Copy out the entries below precisely; nothing is to be omitted.

=== Section Start ===

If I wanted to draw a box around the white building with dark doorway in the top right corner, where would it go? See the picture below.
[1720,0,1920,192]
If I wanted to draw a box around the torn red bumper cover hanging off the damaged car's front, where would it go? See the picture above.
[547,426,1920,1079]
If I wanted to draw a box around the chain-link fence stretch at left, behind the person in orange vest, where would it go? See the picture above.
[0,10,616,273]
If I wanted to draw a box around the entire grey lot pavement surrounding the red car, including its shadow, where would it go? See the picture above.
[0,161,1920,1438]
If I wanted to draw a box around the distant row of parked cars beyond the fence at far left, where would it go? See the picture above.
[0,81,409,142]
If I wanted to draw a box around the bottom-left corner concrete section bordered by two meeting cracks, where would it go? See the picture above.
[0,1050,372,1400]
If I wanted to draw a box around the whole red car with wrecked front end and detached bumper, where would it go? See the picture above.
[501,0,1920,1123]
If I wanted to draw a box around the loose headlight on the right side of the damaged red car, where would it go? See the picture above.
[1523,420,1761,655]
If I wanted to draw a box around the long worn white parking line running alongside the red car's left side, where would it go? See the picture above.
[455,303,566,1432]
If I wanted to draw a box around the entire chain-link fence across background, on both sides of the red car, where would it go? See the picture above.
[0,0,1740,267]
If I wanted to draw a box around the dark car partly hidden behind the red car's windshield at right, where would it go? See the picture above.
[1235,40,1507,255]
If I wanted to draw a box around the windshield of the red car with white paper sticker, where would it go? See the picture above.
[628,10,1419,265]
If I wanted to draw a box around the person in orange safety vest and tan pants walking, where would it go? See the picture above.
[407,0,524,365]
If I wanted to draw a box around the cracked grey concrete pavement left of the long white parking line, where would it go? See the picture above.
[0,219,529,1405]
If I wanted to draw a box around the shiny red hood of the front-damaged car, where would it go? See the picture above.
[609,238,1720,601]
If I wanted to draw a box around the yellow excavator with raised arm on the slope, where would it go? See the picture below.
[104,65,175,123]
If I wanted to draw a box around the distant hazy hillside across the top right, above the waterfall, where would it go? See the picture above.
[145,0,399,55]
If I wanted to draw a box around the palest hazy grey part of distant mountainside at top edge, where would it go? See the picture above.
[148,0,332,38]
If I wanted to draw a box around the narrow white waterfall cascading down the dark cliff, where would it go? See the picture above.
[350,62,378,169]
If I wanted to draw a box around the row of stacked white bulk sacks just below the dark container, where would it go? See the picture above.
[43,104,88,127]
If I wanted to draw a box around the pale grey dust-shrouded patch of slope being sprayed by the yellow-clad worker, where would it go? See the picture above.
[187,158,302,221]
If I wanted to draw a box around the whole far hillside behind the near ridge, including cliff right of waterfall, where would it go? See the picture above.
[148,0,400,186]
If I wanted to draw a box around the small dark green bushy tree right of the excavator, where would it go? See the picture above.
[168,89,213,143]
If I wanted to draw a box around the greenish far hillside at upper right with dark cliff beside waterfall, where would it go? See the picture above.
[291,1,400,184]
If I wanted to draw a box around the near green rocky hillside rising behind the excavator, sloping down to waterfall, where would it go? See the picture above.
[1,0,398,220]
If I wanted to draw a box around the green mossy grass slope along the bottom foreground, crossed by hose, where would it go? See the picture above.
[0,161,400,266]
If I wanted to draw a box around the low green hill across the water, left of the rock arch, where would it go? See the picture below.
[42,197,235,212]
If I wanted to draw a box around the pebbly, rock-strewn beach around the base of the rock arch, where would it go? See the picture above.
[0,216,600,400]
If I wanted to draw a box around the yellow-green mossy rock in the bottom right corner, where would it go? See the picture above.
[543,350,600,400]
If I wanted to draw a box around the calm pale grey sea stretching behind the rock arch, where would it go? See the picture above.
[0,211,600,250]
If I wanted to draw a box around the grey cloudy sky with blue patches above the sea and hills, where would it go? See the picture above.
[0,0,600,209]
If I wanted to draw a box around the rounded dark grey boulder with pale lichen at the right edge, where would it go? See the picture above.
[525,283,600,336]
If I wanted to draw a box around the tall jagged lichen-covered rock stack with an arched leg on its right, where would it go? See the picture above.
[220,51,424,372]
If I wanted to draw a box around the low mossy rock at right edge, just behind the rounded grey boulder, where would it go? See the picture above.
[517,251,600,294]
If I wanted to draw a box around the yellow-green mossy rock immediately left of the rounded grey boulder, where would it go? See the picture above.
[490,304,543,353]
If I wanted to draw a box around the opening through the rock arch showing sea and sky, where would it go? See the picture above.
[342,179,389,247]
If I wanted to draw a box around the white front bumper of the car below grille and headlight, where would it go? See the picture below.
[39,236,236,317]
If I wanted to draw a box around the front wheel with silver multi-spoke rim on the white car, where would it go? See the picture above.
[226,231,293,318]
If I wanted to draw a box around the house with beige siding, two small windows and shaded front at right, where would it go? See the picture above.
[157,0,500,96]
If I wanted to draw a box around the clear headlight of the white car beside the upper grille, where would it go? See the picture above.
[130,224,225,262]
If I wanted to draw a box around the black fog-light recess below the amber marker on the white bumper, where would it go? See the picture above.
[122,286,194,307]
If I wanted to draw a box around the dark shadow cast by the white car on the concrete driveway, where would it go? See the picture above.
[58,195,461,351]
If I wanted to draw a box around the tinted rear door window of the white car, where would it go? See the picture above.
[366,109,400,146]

=== Section End ===

* _EXPECTED OUTPUT_
If I wanted to draw a box around the white building with dark doorway in the top right corner, where would it go? See the picture below.
[1720,0,1920,192]
If I wanted to draw a box around the torn red bumper cover hanging off the damaged car's front, where would it go? See the picture above.
[547,426,1920,1079]
If I wanted to draw a box around the chain-link fence stretch at left, behind the person in orange vest, where would it go? See the picture above.
[0,10,616,273]
If I wanted to draw a box around the entire grey lot pavement surrounding the red car, including its shadow, where would it go? See the picture above.
[0,161,1920,1438]
If I wanted to draw a box around the distant row of parked cars beyond the fence at far left, where would it go? See the picture above.
[0,81,409,142]
If I wanted to draw a box around the bottom-left corner concrete section bordered by two meeting cracks, where would it go? See the picture above.
[0,1050,372,1400]
If I wanted to draw a box around the whole red car with wrecked front end and detached bumper, where would it go? See the picture above.
[501,0,1920,1123]
If I wanted to draw a box around the loose headlight on the right side of the damaged red car, where would it go? See the picture above.
[1523,420,1761,655]
If I wanted to draw a box around the long worn white parking line running alongside the red car's left side, where would it go? See the picture above.
[455,303,566,1432]
If I wanted to draw a box around the entire chain-link fence across background, on both sides of the red car, where would it go? See the picture above.
[0,0,1740,267]
If I wanted to draw a box around the dark car partly hidden behind the red car's windshield at right, where would it go? See the picture above.
[1235,40,1507,255]
If I wanted to draw a box around the windshield of the red car with white paper sticker, where would it go? See the picture above.
[628,10,1419,265]
If I wanted to draw a box around the person in orange safety vest and tan pants walking, where would it go? See the picture above.
[407,0,524,365]
If I wanted to draw a box around the cracked grey concrete pavement left of the long white parking line, where would it go? See the picture above.
[0,219,529,1405]
If I wanted to draw a box around the shiny red hood of the front-damaged car, where would it go? See the picture above.
[609,238,1720,601]
If I wanted to draw a box around the yellow excavator with raised arm on the slope, where would it go? See the picture below.
[104,65,175,123]
If I wanted to draw a box around the distant hazy hillside across the top right, above the waterfall, where would it go? See the picture above.
[145,0,399,55]
If I wanted to draw a box around the palest hazy grey part of distant mountainside at top edge, where would it go? See the picture above.
[148,0,332,38]
If I wanted to draw a box around the narrow white waterfall cascading down the dark cliff, where would it go? See the picture above.
[350,62,378,169]
If I wanted to draw a box around the row of stacked white bulk sacks just below the dark container, where would it go? See the picture above.
[43,104,88,127]
If I wanted to draw a box around the pale grey dust-shrouded patch of slope being sprayed by the yellow-clad worker, where would it go? See the picture above.
[187,158,302,221]
If I wanted to draw a box around the whole far hillside behind the near ridge, including cliff right of waterfall, where would it go? See the picture above.
[148,0,400,186]
If I wanted to draw a box around the small dark green bushy tree right of the excavator, where would it go? See the picture above.
[168,89,213,143]
If I wanted to draw a box around the greenish far hillside at upper right with dark cliff beside waterfall, where would it go? See the picture above.
[291,1,400,184]
If I wanted to draw a box around the near green rocky hillside rising behind the excavator, sloping down to waterfall, where would it go? See the picture above.
[1,0,398,220]
If I wanted to draw a box around the green mossy grass slope along the bottom foreground, crossed by hose, where would it go? See the picture above.
[0,161,400,266]
If I wanted to draw a box around the low green hill across the water, left of the rock arch, where would it go? See the picture below.
[42,197,235,212]
If I wanted to draw a box around the pebbly, rock-strewn beach around the base of the rock arch, where would it go? See the picture above.
[0,216,600,400]
If I wanted to draw a box around the yellow-green mossy rock in the bottom right corner, where would it go? See the picture above.
[543,350,600,400]
If I wanted to draw a box around the calm pale grey sea stretching behind the rock arch, where would it go? See the picture above.
[0,211,600,250]
If I wanted to draw a box around the grey cloudy sky with blue patches above the sea and hills, where would it go? See the picture above.
[0,0,600,209]
If I wanted to draw a box around the rounded dark grey boulder with pale lichen at the right edge, where would it go? See the picture above.
[525,283,600,336]
If I wanted to draw a box around the tall jagged lichen-covered rock stack with an arched leg on its right, where would it go? See the picture above.
[220,51,424,372]
If I wanted to draw a box around the low mossy rock at right edge, just behind the rounded grey boulder, where would it go? See the picture above.
[517,251,600,294]
If I wanted to draw a box around the yellow-green mossy rock immediately left of the rounded grey boulder, where would it go? See the picture above.
[490,304,543,353]
If I wanted to draw a box around the opening through the rock arch showing sea and sky, where would it go? See the picture above.
[342,179,389,247]
If I wanted to draw a box around the white front bumper of the car below grille and headlight, where would it go? See the picture below.
[39,236,236,317]
If I wanted to draw a box around the front wheel with silver multi-spoke rim on the white car, where would it go? See the picture above.
[226,231,293,318]
If I wanted to draw a box around the house with beige siding, two small windows and shaded front at right, where would it go? See the picture above.
[157,0,500,96]
If I wanted to draw a box around the clear headlight of the white car beside the upper grille, where would it go? See the picture above.
[130,224,225,262]
If I wanted to draw a box around the black fog-light recess below the amber marker on the white bumper, where would it go? See the picture above.
[122,286,194,307]
If I wanted to draw a box around the dark shadow cast by the white car on the concrete driveway, where would it go? See the picture above.
[58,195,461,351]
If I wanted to draw a box around the tinted rear door window of the white car, where would it go? See the picture above.
[366,109,400,146]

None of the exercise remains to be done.